● **YOUR INSTRUCTIONS**:
Lay out all of the rows below as a numbered list, and skip any blank lines.

======

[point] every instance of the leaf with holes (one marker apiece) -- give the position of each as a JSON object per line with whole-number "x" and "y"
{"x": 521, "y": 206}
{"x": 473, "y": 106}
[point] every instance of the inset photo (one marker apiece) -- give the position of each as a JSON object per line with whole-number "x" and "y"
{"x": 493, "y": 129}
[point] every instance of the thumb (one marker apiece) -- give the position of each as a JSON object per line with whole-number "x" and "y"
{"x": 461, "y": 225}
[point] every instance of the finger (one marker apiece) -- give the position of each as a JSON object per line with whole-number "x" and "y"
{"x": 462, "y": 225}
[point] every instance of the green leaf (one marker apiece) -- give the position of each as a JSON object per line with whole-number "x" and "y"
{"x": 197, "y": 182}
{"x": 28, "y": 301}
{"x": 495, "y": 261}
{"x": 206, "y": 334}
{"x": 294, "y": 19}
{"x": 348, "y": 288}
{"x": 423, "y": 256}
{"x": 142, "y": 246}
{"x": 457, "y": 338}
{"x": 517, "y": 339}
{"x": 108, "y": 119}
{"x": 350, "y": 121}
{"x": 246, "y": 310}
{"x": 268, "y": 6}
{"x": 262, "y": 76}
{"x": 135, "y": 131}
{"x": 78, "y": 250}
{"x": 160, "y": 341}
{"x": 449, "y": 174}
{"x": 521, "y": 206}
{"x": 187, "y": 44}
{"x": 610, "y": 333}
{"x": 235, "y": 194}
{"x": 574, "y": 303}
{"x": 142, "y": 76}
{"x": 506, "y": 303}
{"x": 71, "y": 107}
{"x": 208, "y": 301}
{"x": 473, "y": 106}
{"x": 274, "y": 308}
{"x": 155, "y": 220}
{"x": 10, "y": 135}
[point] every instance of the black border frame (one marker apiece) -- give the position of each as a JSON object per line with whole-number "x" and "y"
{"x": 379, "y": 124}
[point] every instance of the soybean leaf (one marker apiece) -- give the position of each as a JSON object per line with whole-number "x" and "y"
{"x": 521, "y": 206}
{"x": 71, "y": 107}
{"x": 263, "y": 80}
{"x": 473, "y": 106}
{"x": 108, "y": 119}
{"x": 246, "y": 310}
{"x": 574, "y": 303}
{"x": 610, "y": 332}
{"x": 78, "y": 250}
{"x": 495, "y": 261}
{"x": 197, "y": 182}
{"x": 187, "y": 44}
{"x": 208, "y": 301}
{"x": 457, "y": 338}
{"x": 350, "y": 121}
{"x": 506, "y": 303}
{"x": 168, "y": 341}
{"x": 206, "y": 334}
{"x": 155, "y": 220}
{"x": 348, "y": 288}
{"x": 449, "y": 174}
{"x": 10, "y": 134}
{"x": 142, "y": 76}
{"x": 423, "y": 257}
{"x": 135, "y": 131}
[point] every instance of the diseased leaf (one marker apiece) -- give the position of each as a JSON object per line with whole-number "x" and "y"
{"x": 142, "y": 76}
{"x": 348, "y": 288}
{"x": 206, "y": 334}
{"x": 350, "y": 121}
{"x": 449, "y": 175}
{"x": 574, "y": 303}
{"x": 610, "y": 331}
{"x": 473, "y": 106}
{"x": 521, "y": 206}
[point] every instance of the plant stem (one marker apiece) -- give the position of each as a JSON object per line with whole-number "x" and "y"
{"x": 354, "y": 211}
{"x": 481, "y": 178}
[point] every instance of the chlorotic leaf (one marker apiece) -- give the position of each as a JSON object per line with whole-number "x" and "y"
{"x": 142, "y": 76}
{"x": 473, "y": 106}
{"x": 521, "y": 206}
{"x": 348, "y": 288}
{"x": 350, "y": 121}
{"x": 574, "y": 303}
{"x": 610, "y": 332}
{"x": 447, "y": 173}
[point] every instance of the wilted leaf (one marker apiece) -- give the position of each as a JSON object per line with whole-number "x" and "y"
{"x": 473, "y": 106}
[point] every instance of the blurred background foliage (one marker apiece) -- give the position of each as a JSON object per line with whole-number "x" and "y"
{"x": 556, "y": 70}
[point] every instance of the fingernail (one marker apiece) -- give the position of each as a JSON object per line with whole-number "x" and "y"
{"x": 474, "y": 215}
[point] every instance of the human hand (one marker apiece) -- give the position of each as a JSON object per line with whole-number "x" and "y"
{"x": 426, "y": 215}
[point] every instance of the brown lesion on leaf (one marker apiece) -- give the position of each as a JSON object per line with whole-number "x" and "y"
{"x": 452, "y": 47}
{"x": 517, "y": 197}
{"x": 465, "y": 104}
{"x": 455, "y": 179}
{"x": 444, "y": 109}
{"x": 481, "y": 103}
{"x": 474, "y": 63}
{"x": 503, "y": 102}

======

● **EXERCISE SOLUTION**:
1. [point] every instance of the leaf with holes (one marker apiece) -- give the position of each as a JSON object per line with whole-number "x" and "y"
2. {"x": 521, "y": 206}
3. {"x": 473, "y": 106}
4. [point] every instance of the inset photo (one marker apiece) -- give the position of each as a JSON object per line with whole-number "x" and "y"
5. {"x": 493, "y": 129}
6. [point] every instance of the thumb (one marker apiece) -- give the position of each as a JSON object per line with whole-number "x" and "y"
7. {"x": 461, "y": 225}
8. [point] every instance of the finger (one marker apiece) -- give the position of each as a JSON object per line with whole-number "x" and "y"
9. {"x": 462, "y": 225}
10. [point] every instance of the green leaf (one marker apiece) -- give the position of each as a JSON object per line with whole-number "x" and "y"
11. {"x": 197, "y": 182}
12. {"x": 28, "y": 301}
13. {"x": 495, "y": 261}
14. {"x": 206, "y": 334}
15. {"x": 294, "y": 19}
16. {"x": 348, "y": 288}
17. {"x": 423, "y": 256}
18. {"x": 142, "y": 246}
19. {"x": 457, "y": 338}
20. {"x": 517, "y": 339}
21. {"x": 108, "y": 119}
22. {"x": 350, "y": 121}
23. {"x": 246, "y": 310}
24. {"x": 268, "y": 6}
25. {"x": 262, "y": 76}
26. {"x": 135, "y": 131}
27. {"x": 78, "y": 250}
28. {"x": 160, "y": 341}
29. {"x": 449, "y": 174}
30. {"x": 521, "y": 206}
31. {"x": 187, "y": 44}
32. {"x": 610, "y": 333}
33. {"x": 235, "y": 194}
34. {"x": 574, "y": 303}
35. {"x": 142, "y": 76}
36. {"x": 506, "y": 303}
37. {"x": 71, "y": 107}
38. {"x": 208, "y": 301}
39. {"x": 473, "y": 106}
40. {"x": 274, "y": 308}
41. {"x": 155, "y": 220}
42. {"x": 10, "y": 135}
43. [point] every instance of the black border frame (one marker apiece) -- give the position of each as a JSON object per line with whole-number "x" and "y"
44. {"x": 379, "y": 124}
45. [point] every instance of the soybean leaf (one marker apiece) -- give the position of each as a JSON object per line with whole-number "x" and "y"
46. {"x": 521, "y": 206}
47. {"x": 71, "y": 107}
48. {"x": 263, "y": 80}
49. {"x": 473, "y": 106}
50. {"x": 108, "y": 119}
51. {"x": 246, "y": 310}
52. {"x": 574, "y": 303}
53. {"x": 610, "y": 332}
54. {"x": 78, "y": 250}
55. {"x": 495, "y": 261}
56. {"x": 197, "y": 182}
57. {"x": 187, "y": 44}
58. {"x": 208, "y": 301}
59. {"x": 457, "y": 338}
60. {"x": 350, "y": 121}
61. {"x": 506, "y": 303}
62. {"x": 168, "y": 341}
63. {"x": 206, "y": 334}
64. {"x": 155, "y": 220}
65. {"x": 348, "y": 288}
66. {"x": 449, "y": 174}
67. {"x": 10, "y": 134}
68. {"x": 142, "y": 76}
69. {"x": 423, "y": 257}
70. {"x": 135, "y": 131}
71. [point] every instance of the diseased leaf (one marker apiece) -- give the position of each as a JSON object per line with whole-number "x" and "y"
72. {"x": 142, "y": 76}
73. {"x": 348, "y": 288}
74. {"x": 206, "y": 334}
75. {"x": 350, "y": 121}
76. {"x": 449, "y": 175}
77. {"x": 574, "y": 303}
78. {"x": 610, "y": 331}
79. {"x": 473, "y": 106}
80. {"x": 521, "y": 206}
81. [point] every instance of the plant stem (one marker apiece) -- give the position of each as a JSON object per line with whole-number "x" and "y"
82. {"x": 354, "y": 211}
83. {"x": 481, "y": 178}
84. [point] every instance of the chlorotic leaf (one marker apiece) -- give the position of each as a JSON object per line with whole-number "x" and "y"
85. {"x": 142, "y": 76}
86. {"x": 473, "y": 106}
87. {"x": 521, "y": 206}
88. {"x": 348, "y": 288}
89. {"x": 350, "y": 121}
90. {"x": 574, "y": 303}
91. {"x": 610, "y": 332}
92. {"x": 447, "y": 173}
93. [point] every instance of the wilted leaf (one marker apiece) -- give the position of each as a JSON object per line with whole-number "x" and "y"
94. {"x": 473, "y": 106}
95. [point] every instance of the blurred background foliage (one marker apiece) -- give the position of each as a JSON object per line with whole-number "x" and "y"
96. {"x": 556, "y": 70}
97. [point] every instance of the fingernail (one marker apiece) -- give the position of each as a JSON object per line with whole-number "x" and "y"
98. {"x": 474, "y": 215}
99. [point] every instance of the human hand (one marker apiece) -- give the position of each as a JSON object per line with whole-number "x" and "y"
100. {"x": 426, "y": 215}
101. [point] every instance of the brown lesion on leaf (one marker apiece) -- give the position of each as a JSON object per line with whole-number "x" and "y"
102. {"x": 452, "y": 47}
103. {"x": 517, "y": 197}
104. {"x": 465, "y": 104}
105. {"x": 455, "y": 179}
106. {"x": 444, "y": 109}
107. {"x": 481, "y": 103}
108. {"x": 474, "y": 63}
109. {"x": 503, "y": 102}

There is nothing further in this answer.